**Stated exercise 1**
According to the biography of composer Robert Daniel Leaf, what instrument did he play in the Air Force band?

**Quoted passage**
Robert Daniel Leaf (February 20, 1936 – October 11, 2005) was an American composer''.

Robert Daniel Leaf was born and raised in Lindsborg, Kansas. The son of Bernard and Judith (Valine) Leaf, he attended Luther Academy and College in Wahoo, Nebraska, played trumpet in the Air Force band, and completed his undergraduate degree at MacPhail School of Music in Minneapolis, Minnesota.

After a short career as an elementary school music teacher and a series of records of Children's music; he enrolled in graduate studies in composition at the University of Minnesota.  Having nearly completed the program, he left school and began composing hymns and secular choral music from the home he shared with his wife and three children in suburban Brooklyn Park, Minnesota.

**Task material**
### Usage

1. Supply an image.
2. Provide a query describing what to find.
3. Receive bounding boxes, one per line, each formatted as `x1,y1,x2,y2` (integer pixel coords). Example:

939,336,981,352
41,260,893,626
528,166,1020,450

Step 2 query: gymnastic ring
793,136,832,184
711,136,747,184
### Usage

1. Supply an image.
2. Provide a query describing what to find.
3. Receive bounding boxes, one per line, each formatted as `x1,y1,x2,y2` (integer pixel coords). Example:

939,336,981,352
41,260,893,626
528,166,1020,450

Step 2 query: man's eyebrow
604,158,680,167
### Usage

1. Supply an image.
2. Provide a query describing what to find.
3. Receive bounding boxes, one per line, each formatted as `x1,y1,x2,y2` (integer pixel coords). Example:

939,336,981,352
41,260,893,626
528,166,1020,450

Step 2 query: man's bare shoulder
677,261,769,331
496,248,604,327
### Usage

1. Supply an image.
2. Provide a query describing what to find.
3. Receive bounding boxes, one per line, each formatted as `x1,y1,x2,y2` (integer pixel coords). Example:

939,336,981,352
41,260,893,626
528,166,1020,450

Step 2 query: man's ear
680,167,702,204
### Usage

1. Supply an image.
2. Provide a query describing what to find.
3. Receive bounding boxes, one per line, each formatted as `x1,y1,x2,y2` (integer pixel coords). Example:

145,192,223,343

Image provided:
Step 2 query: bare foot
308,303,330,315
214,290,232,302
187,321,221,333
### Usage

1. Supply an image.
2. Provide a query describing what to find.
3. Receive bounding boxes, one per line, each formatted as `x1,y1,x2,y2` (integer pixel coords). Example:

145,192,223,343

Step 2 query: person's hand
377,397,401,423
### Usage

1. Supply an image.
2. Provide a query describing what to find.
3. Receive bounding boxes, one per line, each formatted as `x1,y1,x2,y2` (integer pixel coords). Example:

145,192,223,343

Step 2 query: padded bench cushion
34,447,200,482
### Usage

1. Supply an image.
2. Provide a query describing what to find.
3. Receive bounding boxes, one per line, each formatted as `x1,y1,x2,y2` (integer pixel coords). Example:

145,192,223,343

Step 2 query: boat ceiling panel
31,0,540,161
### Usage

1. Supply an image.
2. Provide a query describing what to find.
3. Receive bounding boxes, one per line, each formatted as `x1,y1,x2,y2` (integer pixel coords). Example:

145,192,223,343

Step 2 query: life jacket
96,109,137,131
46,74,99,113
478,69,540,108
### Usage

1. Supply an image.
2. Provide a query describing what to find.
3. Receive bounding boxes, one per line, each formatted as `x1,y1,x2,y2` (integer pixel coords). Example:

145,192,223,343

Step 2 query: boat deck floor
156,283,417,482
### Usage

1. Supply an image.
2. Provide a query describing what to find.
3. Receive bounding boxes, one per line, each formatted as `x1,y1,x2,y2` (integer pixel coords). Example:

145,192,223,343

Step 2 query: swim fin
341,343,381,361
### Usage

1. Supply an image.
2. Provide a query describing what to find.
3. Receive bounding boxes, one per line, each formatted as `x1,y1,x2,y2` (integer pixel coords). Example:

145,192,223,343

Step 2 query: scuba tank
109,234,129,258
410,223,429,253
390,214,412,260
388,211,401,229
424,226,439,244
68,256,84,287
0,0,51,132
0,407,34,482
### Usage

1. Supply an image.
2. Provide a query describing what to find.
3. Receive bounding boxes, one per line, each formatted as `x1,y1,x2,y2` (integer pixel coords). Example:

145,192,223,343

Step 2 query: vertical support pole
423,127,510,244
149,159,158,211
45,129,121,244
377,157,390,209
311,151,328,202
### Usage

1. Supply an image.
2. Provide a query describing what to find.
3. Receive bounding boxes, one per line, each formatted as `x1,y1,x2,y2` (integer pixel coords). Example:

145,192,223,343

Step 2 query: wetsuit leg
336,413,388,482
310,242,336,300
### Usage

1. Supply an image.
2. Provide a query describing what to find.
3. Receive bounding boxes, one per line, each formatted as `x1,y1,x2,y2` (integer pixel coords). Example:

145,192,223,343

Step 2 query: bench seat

**Stated exercise 2**
Render the listing from its first line up to and including the line with "31,0,540,161" as a Markdown table with the columns Row and Line, giving each line its row number and leaving out blank lines. Include only those lines.

**Correct response 1**
Trumpet

**Correct response 2**
| Row | Line |
|---|---|
| 1 | ### Usage |
| 2 | 1. Supply an image. |
| 3 | 2. Provide a query describing what to find. |
| 4 | 3. Receive bounding boxes, one per line, each formatted as `x1,y1,x2,y2` (integer pixel coords). Example: |
| 5 | 939,336,981,352 |
| 6 | 41,260,893,626 |
| 7 | 528,166,1020,450 |
| 8 | Step 2 query: gymnastic ring |
| 9 | 793,136,832,184 |
| 10 | 711,136,747,184 |
| 11 | ### Usage |
| 12 | 1. Supply an image. |
| 13 | 2. Provide a query describing what to find. |
| 14 | 3. Receive bounding boxes, one per line, each formatted as `x1,y1,x2,y2` (integer pixel coords). Example: |
| 15 | 939,336,981,352 |
| 16 | 41,260,893,626 |
| 17 | 528,166,1020,450 |
| 18 | Step 2 query: man's eyebrow |
| 19 | 604,158,680,167 |
| 20 | ### Usage |
| 21 | 1. Supply an image. |
| 22 | 2. Provide a query describing what to find. |
| 23 | 3. Receive bounding boxes, one per line, each formatted as `x1,y1,x2,y2` (integer pixel coords). Example: |
| 24 | 939,336,981,352 |
| 25 | 41,260,893,626 |
| 26 | 528,166,1020,450 |
| 27 | Step 2 query: man's bare shoulder |
| 28 | 677,261,769,331 |
| 29 | 496,248,604,327 |
| 30 | ### Usage |
| 31 | 1. Supply an image. |
| 32 | 2. Provide a query describing what to find. |
| 33 | 3. Receive bounding boxes, one per line, each formatted as `x1,y1,x2,y2` (integer pixel coords). Example: |
| 34 | 939,336,981,352 |
| 35 | 41,260,893,626 |
| 36 | 528,166,1020,450 |
| 37 | Step 2 query: man's ear |
| 38 | 680,167,702,204 |
| 39 | ### Usage |
| 40 | 1. Supply an image. |
| 41 | 2. Provide a query describing what to find. |
| 42 | 3. Receive bounding boxes, one per line, each formatted as `x1,y1,x2,y2` (integer pixel coords). Example: |
| 43 | 145,192,223,343 |
| 44 | Image provided: |
| 45 | Step 2 query: bare foot |
| 46 | 308,303,330,315 |
| 47 | 214,290,232,302 |
| 48 | 187,321,221,333 |
| 49 | ### Usage |
| 50 | 1. Supply an image. |
| 51 | 2. Provide a query describing what to find. |
| 52 | 3. Receive bounding boxes, one per line, each formatted as `x1,y1,x2,y2` (integer pixel coords). Example: |
| 53 | 145,192,223,343 |
| 54 | Step 2 query: person's hand |
| 55 | 377,397,401,423 |
| 56 | ### Usage |
| 57 | 1. Supply an image. |
| 58 | 2. Provide a query describing what to find. |
| 59 | 3. Receive bounding boxes, one per line, each formatted as `x1,y1,x2,y2` (integer pixel coords). Example: |
| 60 | 145,192,223,343 |
| 61 | Step 2 query: padded bench cushion |
| 62 | 34,447,200,482 |
| 63 | ### Usage |
| 64 | 1. Supply an image. |
| 65 | 2. Provide a query describing what to find. |
| 66 | 3. Receive bounding boxes, one per line, each formatted as `x1,y1,x2,y2` (integer pixel coords). Example: |
| 67 | 145,192,223,343 |
| 68 | Step 2 query: boat ceiling panel |
| 69 | 31,0,540,161 |